[Top][All Lists]

[Date Prev][Date Next][Thread Prev][Thread Next][Date Index][Thread Index]

Re: [PATCH] add language/wisp to Guile?

From: Maxime Devos
Subject: Re: [PATCH] add language/wisp to Guile?
Date: Sat, 4 Feb 2023 20:09:36 +0100
User-agent: Mozilla/5.0 (X11; Linux x86_64; rv:102.0) Gecko/20100101 Thunderbird/102.6.0

On 04-02-2023 16:46, Dr. Arne Babenhauserheide wrote:
So I’d like to ask: can we merge Wisp as supported language into Guile?

 From some conversations elsewhere, I got the impression that

(use-modules (foo))

will search for foo.scm and not in foo.w.  I think you'll need to
tweak the loading mechanism to also look for foo.w instead of only
foo.scm, if not done already.

This needs an addition to the extensions via guile -x .w — I wrote that
in the documentation. I didn’t want to do that unconditionally, because
detecting a wisp file as scheme import would cause errors.

If done carefully, I don't think this situations would happen.
More precisely:

  * .w would be in the file extensions list.

  * Instead of a list, it would actually be a map from extensions to

      .scm -> scheme
      .w -> wisp

    With this change, (use-modules (foo)) will load 'foo.scm' as Scheme
    and 'foo.w' as Wisp.  (Assuming that foo.go is out-of-date or
    doesn't exist.)

    (For backwards compatibility, I think %load-extensions needs to
    remain a list of strings, but a %extension-language variable could
    be defined.)

  * "guile --language=whatever foo" loads foo as whatever, regardless
    of the extension of 'foo' (if a specific language is requested,
    then the user knows best).

  * "guile foo" without --language will look up the extension of foo in
    the extension map. If an entry exists, it would use the
    corresponding language.  If no entry exists, it would use
    a default language (scheme).

With these changes, I don't think that Wisp code would be detected as Scheme or the other way around.

Is there a way to only extend the loading mechanism to detect .w when
language is changed to wisp?

Regardless of whether it's technically possible, that sounds insufficient to me.

Suppose someone writes a library 'Foo' in Wisp.
Suppose I write a library 'Bar' in parenthese-y Scheme, that happens to use the Foo library as a dependency.

○ ○ ○ ○ ○ ○ ○

◆ Written instruction A
Give the names of the header fields in the mailing-list message about adding Wisp to Guile.
◆ Written instruction B
Continue the mailing-list message about adding Wisp to Guile, picking up after its final sentence.
The lines that come next are separate material and not part of the Wisp message.

◆ Source material

○ ○ ○ ○ ○ ○ ○

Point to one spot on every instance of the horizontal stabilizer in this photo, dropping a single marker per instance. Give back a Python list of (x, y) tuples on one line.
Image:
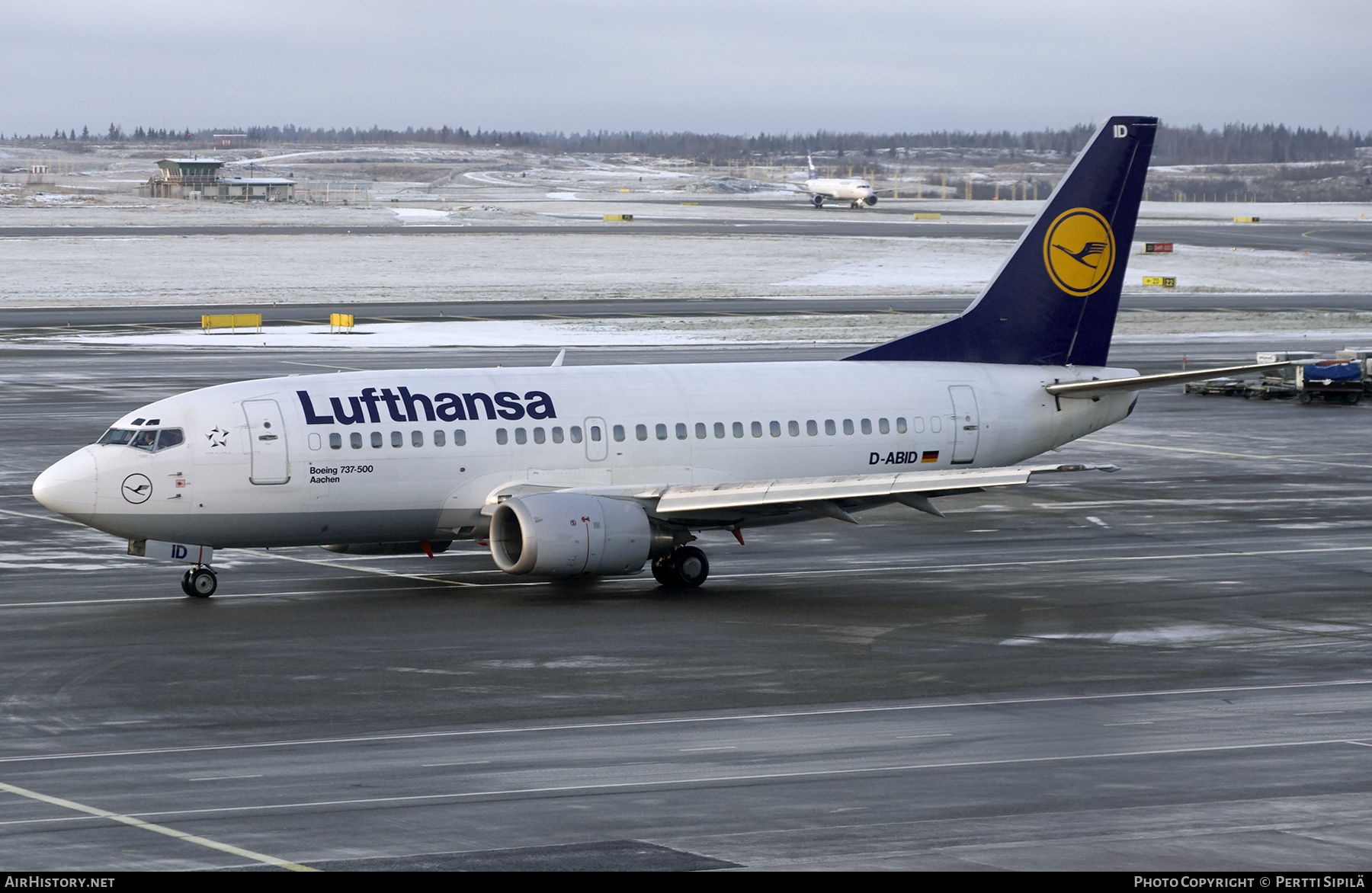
[(1139, 383)]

○ ○ ○ ○ ○ ○ ○

◆ Final answer A
From, Subject, Date, User-agent

◆ Final answer B
Then when compiling Bar or running its tests, it will be done in the Scheme language, and additionally assuming that compiled .go are available for Foo, then the language will never be changed to Wisp, and hence .w will never be added to %load-extensions.

As such, the or equivalent of Foo would need to be converted to Wisp, or '-x w' would need to be added.

I don't care what language the library Foo is written in, and my library Bar isn't written in Wisp so it seems unreasonable to have to add -x w. (It wouldn't be too much trouble, but still not something that should have to be done _in Bar_, as the Wispyness of Foo is just an implementation detail of Foo, not Bar.)

Worse, adding the Wispy library Foo of the parenthese-y library Bar would be an incompatible change, as parenthese-y dependents of Foo would need to add '-x w' in places whereas they didn't to previously. It's easily resolvable, but I think it would be very annoying as well.

readable uses

This sentence appears to be incomplete; I might have misinterpreted it below (I don't know what you mean with 'readable' -- its an adjective and you are using it as a noun?).

(set! %load-extensions (cons ".sscm" %load-extensions))

Would that be the correct way of doing this?

I assume you meant ".w" instead of ".sscm". I don't quite see how this would be an answer to:

  Is there a way to only extend the loading mechanism to detect .w when
  language is changed to wisp?

More precisely, I'm missing how it addresses 'only ... when the language is changed to wisp'.

FWIW, it appears to be an answer to the following unasked question:

  How to make Guile accept "foo.go" when "foo.w" exists and is

Also, I think that when foo.go exists, but foo.scm doesn't, then Guile
refuses to load foo.scm, though I'm less sure of that. If this is the
case, I propose removing the requirement that the source code is
available, or alternatively keep the 'source code available'
requirement and also accept 'foo.w', if not done already.

I think accepting any extension supported by any language in Guile would
be better.

This sounds like the second proposal ('alternatively ...'), but the way it is written, you appear to proposing it as a third proposal. Is this the case?

(I mean, after this patch, Wisp is a supported language, so it seems equivalent to me.)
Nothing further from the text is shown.